WHAT NEEDS TO BE DONE
Please arrange only the part of the material below that runs from the line containing "in red shirt" through the final line as a JSON list of strings, one string per line and no strings for blank lines.

DATA EXTRACT

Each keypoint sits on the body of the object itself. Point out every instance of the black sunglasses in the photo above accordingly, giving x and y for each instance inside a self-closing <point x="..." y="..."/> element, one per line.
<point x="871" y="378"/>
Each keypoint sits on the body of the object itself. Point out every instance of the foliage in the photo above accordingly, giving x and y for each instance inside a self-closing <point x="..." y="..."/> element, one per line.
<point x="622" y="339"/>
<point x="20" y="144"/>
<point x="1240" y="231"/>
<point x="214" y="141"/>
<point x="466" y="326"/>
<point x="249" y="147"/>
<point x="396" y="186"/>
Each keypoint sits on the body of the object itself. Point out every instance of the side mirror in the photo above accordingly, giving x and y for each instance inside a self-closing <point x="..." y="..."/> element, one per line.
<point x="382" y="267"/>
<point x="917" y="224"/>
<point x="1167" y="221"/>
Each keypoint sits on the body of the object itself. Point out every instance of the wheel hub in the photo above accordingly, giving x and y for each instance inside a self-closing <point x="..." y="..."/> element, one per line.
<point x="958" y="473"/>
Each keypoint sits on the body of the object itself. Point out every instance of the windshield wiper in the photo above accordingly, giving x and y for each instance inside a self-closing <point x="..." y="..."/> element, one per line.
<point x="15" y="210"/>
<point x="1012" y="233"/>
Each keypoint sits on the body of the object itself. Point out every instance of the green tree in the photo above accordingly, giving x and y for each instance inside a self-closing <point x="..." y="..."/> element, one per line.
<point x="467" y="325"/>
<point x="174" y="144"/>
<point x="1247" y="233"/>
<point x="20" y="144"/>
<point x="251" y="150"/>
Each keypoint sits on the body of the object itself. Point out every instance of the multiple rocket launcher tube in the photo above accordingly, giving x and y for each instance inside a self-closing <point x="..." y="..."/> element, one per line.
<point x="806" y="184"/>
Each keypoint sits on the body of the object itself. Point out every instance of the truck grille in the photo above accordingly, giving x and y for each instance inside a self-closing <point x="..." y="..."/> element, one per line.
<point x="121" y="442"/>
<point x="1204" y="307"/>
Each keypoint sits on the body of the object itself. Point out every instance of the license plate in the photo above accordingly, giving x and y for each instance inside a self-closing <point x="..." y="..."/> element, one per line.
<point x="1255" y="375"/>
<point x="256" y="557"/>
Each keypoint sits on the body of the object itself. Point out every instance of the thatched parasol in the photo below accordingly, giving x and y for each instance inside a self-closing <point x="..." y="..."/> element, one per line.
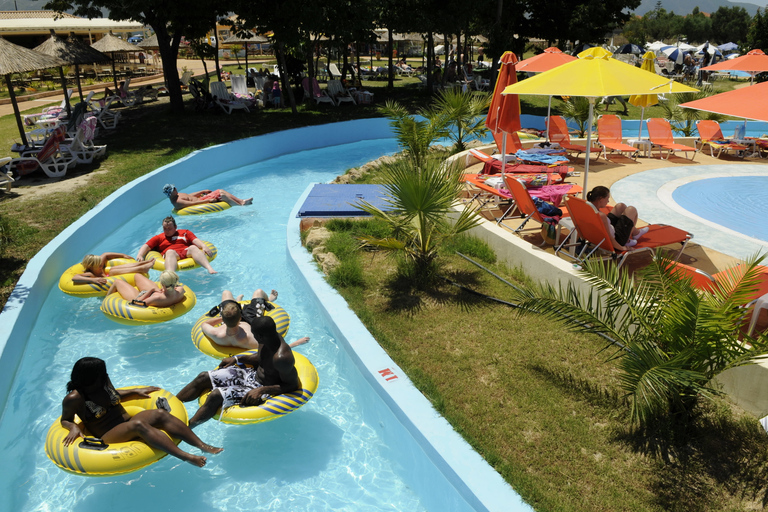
<point x="71" y="51"/>
<point x="112" y="44"/>
<point x="150" y="43"/>
<point x="17" y="59"/>
<point x="249" y="38"/>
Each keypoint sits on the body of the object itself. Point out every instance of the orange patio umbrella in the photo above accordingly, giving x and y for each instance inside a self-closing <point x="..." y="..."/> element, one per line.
<point x="747" y="102"/>
<point x="504" y="113"/>
<point x="755" y="61"/>
<point x="551" y="58"/>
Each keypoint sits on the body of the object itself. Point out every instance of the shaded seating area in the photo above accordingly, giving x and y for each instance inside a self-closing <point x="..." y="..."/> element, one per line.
<point x="558" y="133"/>
<point x="592" y="237"/>
<point x="660" y="134"/>
<point x="609" y="136"/>
<point x="710" y="135"/>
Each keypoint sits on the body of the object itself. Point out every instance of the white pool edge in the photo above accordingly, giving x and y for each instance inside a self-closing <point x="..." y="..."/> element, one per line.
<point x="480" y="485"/>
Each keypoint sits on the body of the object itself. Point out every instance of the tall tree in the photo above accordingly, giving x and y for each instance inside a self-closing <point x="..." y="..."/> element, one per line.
<point x="170" y="19"/>
<point x="730" y="24"/>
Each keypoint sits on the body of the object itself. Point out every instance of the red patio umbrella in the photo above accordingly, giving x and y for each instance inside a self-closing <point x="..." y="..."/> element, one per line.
<point x="747" y="102"/>
<point x="755" y="61"/>
<point x="504" y="113"/>
<point x="551" y="58"/>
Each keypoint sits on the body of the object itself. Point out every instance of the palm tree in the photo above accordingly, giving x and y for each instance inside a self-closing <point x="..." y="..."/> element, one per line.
<point x="420" y="201"/>
<point x="413" y="135"/>
<point x="462" y="112"/>
<point x="669" y="338"/>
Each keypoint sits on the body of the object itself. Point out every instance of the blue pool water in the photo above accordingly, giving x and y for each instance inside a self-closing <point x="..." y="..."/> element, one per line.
<point x="735" y="202"/>
<point x="329" y="455"/>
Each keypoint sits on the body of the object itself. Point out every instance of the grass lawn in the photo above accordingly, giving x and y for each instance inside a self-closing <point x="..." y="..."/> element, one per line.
<point x="539" y="404"/>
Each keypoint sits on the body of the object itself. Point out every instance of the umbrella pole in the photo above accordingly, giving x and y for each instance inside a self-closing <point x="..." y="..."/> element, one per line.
<point x="549" y="109"/>
<point x="589" y="146"/>
<point x="66" y="96"/>
<point x="77" y="79"/>
<point x="16" y="110"/>
<point x="114" y="75"/>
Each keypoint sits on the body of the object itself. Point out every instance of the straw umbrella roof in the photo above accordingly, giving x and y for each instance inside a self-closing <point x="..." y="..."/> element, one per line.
<point x="71" y="50"/>
<point x="150" y="42"/>
<point x="110" y="44"/>
<point x="17" y="59"/>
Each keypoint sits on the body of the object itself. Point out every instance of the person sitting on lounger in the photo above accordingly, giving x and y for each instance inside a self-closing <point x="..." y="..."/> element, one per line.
<point x="182" y="200"/>
<point x="92" y="397"/>
<point x="96" y="268"/>
<point x="235" y="331"/>
<point x="149" y="293"/>
<point x="620" y="223"/>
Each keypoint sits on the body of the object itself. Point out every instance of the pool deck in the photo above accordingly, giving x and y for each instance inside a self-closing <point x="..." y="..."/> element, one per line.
<point x="647" y="183"/>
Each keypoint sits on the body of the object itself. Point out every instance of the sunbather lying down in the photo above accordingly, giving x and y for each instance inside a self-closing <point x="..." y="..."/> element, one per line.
<point x="182" y="200"/>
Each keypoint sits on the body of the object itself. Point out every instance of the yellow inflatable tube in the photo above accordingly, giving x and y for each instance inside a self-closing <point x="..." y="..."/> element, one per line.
<point x="123" y="312"/>
<point x="185" y="264"/>
<point x="94" y="459"/>
<point x="210" y="348"/>
<point x="276" y="406"/>
<point x="200" y="209"/>
<point x="92" y="289"/>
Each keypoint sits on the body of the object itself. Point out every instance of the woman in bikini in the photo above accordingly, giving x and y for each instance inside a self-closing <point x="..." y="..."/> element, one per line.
<point x="96" y="268"/>
<point x="167" y="293"/>
<point x="91" y="395"/>
<point x="620" y="223"/>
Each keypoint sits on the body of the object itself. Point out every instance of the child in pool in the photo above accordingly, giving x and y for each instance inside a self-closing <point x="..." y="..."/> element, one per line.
<point x="96" y="270"/>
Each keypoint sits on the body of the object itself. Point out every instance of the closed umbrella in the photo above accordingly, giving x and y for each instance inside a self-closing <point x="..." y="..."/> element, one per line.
<point x="645" y="100"/>
<point x="754" y="62"/>
<point x="504" y="112"/>
<point x="17" y="59"/>
<point x="594" y="74"/>
<point x="673" y="53"/>
<point x="551" y="58"/>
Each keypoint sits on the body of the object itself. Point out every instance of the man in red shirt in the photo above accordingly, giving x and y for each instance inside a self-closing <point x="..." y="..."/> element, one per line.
<point x="176" y="244"/>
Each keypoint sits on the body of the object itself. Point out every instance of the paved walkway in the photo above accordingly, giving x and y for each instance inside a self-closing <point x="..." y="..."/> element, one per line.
<point x="196" y="66"/>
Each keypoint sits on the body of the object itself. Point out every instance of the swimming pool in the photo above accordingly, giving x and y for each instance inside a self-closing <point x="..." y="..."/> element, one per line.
<point x="345" y="450"/>
<point x="734" y="202"/>
<point x="655" y="195"/>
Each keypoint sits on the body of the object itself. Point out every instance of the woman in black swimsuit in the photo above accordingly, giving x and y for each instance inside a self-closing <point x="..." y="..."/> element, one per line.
<point x="93" y="398"/>
<point x="620" y="223"/>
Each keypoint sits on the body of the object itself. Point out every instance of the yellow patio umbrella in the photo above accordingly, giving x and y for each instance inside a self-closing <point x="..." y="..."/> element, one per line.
<point x="593" y="75"/>
<point x="645" y="100"/>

TASK RESPONSE
[
  "Each keypoint sits on the body of the object itself. Point out every instance of the man in red shirt in the photo above accordingly, giving x and y for each instance inside a self-closing <point x=\"...\" y=\"...\"/> element, one per line.",
  "<point x=\"176\" y=\"244\"/>",
  "Each keypoint sits on the body of the object itself. Point out every instance of the paved walkway in the photo above accordingly, giving x and y for each instance inside a self-closing <point x=\"...\" y=\"...\"/> element, one per line.",
  "<point x=\"196\" y=\"66\"/>",
  "Each keypoint sits on the body of the object itself. Point out every instance of the swimming pool in the photo above accordingly, giving x and y for each instance inside a self-closing <point x=\"...\" y=\"...\"/> element, one per line.",
  "<point x=\"345\" y=\"450\"/>",
  "<point x=\"734\" y=\"202\"/>",
  "<point x=\"655\" y=\"195\"/>",
  "Each keypoint sits on the body of the object itself. Point out every instance of the woman in black swimsuit in the photo above accordingly, giving x and y for each instance inside a self-closing <point x=\"...\" y=\"...\"/> element, one per line.",
  "<point x=\"93\" y=\"398\"/>",
  "<point x=\"620\" y=\"223\"/>",
  "Each keypoint sits on the body of the object itself. Point out every instance of the yellow patio umbrella in the photo above accordingly, giving x and y for each instance inside a self-closing <point x=\"...\" y=\"...\"/> element, one per line.",
  "<point x=\"593\" y=\"75\"/>",
  "<point x=\"645\" y=\"100\"/>"
]